*** Opening Text passage ***

Since 2010, Chris Freytag's had the Bulldogs headed in the right direction and one might look at their projected fourth-place finish in District 13-2A DII as a slight. But taking into consideration that that might be one of the toughest districts in the state, Texas Football is giving Flatonia credit where its due. This is a team to keep an eye on.

“When people look at (the rankings) from afar, you have a preseason No. 1 team in the state, Shiner, and then you got Ganado, who went to the state quarterfinals in 3A last year, coming down so you pretty much knew that would be No. 1 and No. 2,” Freytag said when asked about his team's projection.

When it came down to picking between Flatonia, Schulenburg and Weimar, it was down to returning talent and head-to-head results from 2019. Flatonia returns 16 total starters from last year’s regional semifinals run and has a key win over Schulenburg, who returns less.

Plus, it’s not like the program isn’t used to seeing any of these names on the schedule. The players might be to some extent, but not the staff. Three realignments ago, these same five teams were grouped together too.

“The last time we were (with Shiner, Ganado, Weimar and Schulenburg), we went three rounds,” Freytag said when asked about the pedigree. “The district is just brutal, I mean, it really is. Week in, week out, you're facing physical teams for us with some teams with 60 or 70 more kids in high school than we have.”

But the biggest reason for excitement comes from the returning cast. Dakory Willis is a tough hole to fill in the backfield, but Freytag is confident in 1,000-yard rusher Chris Johnston who averaged nearly a first down per carry as a junior and also registered 67 tackles at defensive end. He’s also the fastest kid in the program.

*** Closing Text passage ***
*** Opening Provided information ***

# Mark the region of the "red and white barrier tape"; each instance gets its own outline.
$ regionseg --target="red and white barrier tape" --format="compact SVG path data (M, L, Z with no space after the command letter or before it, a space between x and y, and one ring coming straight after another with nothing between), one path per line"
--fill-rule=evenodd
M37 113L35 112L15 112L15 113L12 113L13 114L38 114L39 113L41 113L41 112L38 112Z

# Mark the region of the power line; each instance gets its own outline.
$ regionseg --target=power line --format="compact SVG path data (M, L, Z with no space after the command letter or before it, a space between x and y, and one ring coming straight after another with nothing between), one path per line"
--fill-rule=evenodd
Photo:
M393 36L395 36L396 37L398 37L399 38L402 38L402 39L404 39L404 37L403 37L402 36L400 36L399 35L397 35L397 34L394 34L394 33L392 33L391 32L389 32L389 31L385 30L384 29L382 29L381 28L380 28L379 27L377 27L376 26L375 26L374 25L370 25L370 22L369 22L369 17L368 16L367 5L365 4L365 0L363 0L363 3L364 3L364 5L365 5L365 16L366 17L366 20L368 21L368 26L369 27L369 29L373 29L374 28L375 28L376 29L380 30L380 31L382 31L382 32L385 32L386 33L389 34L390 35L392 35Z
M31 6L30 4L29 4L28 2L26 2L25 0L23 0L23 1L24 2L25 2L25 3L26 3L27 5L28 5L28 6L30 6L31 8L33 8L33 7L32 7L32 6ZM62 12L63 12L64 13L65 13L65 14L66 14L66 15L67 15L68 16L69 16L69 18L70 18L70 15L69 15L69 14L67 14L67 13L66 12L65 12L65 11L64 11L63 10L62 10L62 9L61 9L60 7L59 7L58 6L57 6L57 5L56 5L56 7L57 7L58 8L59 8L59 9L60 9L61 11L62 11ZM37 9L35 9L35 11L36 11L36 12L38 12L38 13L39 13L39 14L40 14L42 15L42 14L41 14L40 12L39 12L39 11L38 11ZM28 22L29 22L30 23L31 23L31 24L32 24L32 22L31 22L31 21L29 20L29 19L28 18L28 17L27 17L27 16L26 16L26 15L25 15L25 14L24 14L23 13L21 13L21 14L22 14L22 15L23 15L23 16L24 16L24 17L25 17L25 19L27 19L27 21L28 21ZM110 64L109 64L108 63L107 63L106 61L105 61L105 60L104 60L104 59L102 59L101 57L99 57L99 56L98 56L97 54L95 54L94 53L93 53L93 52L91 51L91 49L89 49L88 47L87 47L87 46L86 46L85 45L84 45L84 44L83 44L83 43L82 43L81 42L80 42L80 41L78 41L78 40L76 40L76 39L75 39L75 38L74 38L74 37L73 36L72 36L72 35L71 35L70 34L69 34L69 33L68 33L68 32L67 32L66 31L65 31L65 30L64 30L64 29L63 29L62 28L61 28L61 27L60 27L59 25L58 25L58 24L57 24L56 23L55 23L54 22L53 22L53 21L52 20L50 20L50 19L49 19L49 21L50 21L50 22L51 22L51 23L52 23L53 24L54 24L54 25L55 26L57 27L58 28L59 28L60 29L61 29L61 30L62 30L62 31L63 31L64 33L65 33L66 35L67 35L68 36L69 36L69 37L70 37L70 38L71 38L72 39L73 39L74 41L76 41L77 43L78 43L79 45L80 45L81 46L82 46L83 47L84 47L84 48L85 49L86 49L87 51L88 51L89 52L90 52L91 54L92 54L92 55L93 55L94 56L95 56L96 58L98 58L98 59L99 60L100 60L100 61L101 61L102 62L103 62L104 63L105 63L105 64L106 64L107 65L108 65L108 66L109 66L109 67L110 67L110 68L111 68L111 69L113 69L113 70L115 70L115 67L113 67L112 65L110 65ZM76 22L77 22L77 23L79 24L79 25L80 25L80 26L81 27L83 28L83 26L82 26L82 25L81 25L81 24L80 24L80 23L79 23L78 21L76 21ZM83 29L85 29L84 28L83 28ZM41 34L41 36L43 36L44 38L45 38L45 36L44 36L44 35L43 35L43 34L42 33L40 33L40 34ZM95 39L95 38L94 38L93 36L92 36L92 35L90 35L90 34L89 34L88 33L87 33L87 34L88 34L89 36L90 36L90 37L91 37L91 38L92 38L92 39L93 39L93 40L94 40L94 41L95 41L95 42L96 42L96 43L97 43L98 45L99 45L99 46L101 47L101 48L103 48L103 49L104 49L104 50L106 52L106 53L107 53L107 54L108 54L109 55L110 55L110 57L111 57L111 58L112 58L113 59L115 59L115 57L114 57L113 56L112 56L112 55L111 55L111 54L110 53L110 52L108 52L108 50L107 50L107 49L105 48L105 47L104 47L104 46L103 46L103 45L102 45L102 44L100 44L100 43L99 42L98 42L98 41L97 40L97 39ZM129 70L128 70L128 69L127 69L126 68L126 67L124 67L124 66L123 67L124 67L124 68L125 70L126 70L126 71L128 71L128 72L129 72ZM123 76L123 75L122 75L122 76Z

*** Closing Provided information ***
*** Opening Provided information ***

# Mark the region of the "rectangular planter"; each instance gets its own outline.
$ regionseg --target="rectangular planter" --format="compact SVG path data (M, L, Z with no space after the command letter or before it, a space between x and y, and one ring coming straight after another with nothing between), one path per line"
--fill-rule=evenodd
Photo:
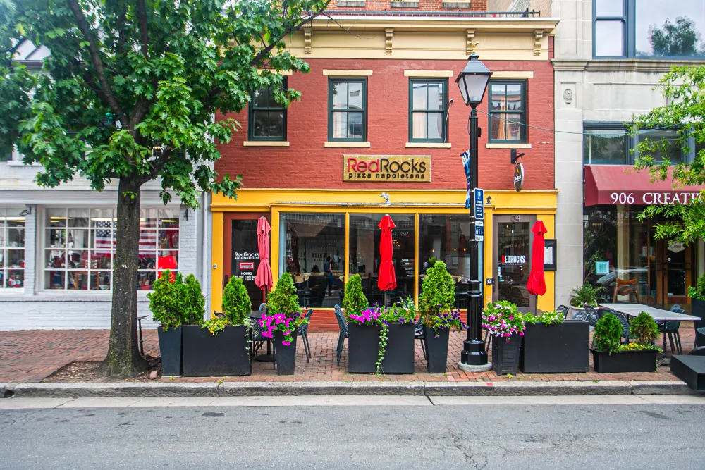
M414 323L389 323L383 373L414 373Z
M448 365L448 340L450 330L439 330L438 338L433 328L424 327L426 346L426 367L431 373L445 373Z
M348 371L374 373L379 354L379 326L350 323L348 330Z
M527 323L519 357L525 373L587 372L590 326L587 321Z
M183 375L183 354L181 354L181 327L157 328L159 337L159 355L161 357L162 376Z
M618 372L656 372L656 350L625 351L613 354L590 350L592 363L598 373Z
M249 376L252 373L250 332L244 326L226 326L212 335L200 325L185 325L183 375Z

*** Closing Provided information ***

## Your instructions
Write what comes next in the Flatonia Bulldogs football preview, starting right after its last sentence.

## Output for this task
It says a lot about the Bulldogs’ talent depth that Freytag couldn’t mention one name without remembering three more. It’s hard to keep track of the specific names when you’re returning most of your team. The Hernandez brothers, DB Alex and LB Izick, both put in tons of work during the spring before workouts were shut down due to COVID-19. Josh Ramirez also has the chance to special along the offensive line after starting as a freshman. And those are just the first ones that came to mind first before Ricardo Olivares and Holden Kloesel on the outside or Braylon Burton in the trenches. 

The kids in the program now were in elementary and middle school when Flatonia finally broke through to the playoffs under Freytag in 2013, his fourth season at the helm. Now competing as a consistent level has become the norm.

“When you take over a program and it's at its darkest point, I thought we were doing a really good job, but we couldn't get on to that to get in the playoffs,” Freytag said.

The Bulldogs went 9-21 his first three seasons. Now, there’s no need to convince the small 2A town of just under 1,500 people to get excited come fall. Last year’s 11-2 mark is one of Flatonia’s best records since its 1988 Class 1A state finals appearance.

“They have woken up and now they love football again,” Freytag said. “When they walk on that field, they don't really care who they’re playing. They're confident that they can compete and they will compete at the highest level.”